Could you carry on the forum thread about transmission line design below from the end of its last post?

--- Start READING TEXT ---

I design transmission lines as well...but I'm electrical

Wow that's great! It seems as though it is a hybrid electical/civil discipline.

I'm relatively new to the industry. I've been designing Transmission lines upwards to 230kV for approximately 2+ years now utilizing PLS-CADD as the main tool for design. How about yourself?

 
I work for a G&T Coop/utility...I worked for them full-time thru engineering school and then while getting my MBA. I've been here for 15 years, although it doesn't seem that long. We get the opportunity to do a wide array of tasks, I handle almost all of our construction projects, grading, line design, R/W, ect...We have been using PLS-CADD for about 5-6 years, myself I have been using it for design for about 5 years. It's a fantastic product and we usually try to make it to the PLS-CADD users group when they have it every other year. It'll be in Madison,WI next year, you should think about going...

 
Very interesting! I've heard about the PLS-CADD user groups through linkedin but never realized that they actually meet every other year. Thanks for the info I'll definitely look into it!

 
I know electricals and civils in this field. Although the knee-jerk is "electrical", many civils are very good at it as the electrical planning engineers will say "I need a line from point A to Point B and it needs to be 954 ACSR" and then the civil takes over and does it. Electricals can certainly learn it, but it seems in my mind to be more of a civil type of work. Even if you are doing wood pole structures, it's still more civil than electrical.

--- End READING TEXT ---
--- Start INFORMATION SHOWN ---

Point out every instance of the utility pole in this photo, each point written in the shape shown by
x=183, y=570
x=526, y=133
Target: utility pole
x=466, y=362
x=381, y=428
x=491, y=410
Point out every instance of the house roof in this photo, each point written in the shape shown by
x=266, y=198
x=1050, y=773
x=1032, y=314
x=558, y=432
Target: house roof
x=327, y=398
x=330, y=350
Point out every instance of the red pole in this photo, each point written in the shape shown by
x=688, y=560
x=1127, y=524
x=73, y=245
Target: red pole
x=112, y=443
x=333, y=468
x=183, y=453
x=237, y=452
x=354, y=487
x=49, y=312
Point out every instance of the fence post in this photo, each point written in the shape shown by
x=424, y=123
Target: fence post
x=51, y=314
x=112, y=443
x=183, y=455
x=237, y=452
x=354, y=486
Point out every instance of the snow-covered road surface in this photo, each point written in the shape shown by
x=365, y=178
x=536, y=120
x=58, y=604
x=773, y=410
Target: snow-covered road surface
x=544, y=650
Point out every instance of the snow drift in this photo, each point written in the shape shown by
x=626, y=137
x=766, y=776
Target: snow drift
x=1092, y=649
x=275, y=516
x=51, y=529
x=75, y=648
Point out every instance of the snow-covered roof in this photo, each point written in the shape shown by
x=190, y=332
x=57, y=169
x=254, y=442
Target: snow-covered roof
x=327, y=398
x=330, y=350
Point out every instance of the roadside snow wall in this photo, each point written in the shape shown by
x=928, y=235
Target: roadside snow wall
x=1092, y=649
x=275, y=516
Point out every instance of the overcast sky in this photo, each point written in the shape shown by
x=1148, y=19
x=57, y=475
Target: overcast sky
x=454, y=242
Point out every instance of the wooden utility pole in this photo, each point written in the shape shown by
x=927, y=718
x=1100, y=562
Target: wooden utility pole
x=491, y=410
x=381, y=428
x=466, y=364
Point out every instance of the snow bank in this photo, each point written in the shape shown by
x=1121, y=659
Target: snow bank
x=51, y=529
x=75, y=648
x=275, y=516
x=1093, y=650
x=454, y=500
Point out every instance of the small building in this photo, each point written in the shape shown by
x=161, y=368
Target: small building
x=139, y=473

--- End INFORMATION SHOWN ---

RESULT OF THE TASK:
I agree that the work is more civil than EE, but 3 of the 4 T-line design engineers in my company are EEs, with the fourth being civil.

An argument can be made for substation engineers as well, between structures, foundations, oil-water separators/drainage/SPCC, etc.

 
I work for a large consulting firm that has a huge T&D Department. I started working for a utility during college, and a majority of the transmission line engineers there were all electricals who did the transmission line design in PLS and even went as far as doing the foundation design. In my current company, mainly civil/structural engineers doing all the transmission line design, then we have specialized geotechnical engineers that do the foundation size, and consult electrical engineers for electrical studies to help design structure configurations and clearances. To be honest anyone who is good with a computer and has a basic understanding of engineering can learn the design. If you use PLS long enough, it becomes pretty straight forward and there isn't too much hand calculations you have to worry about.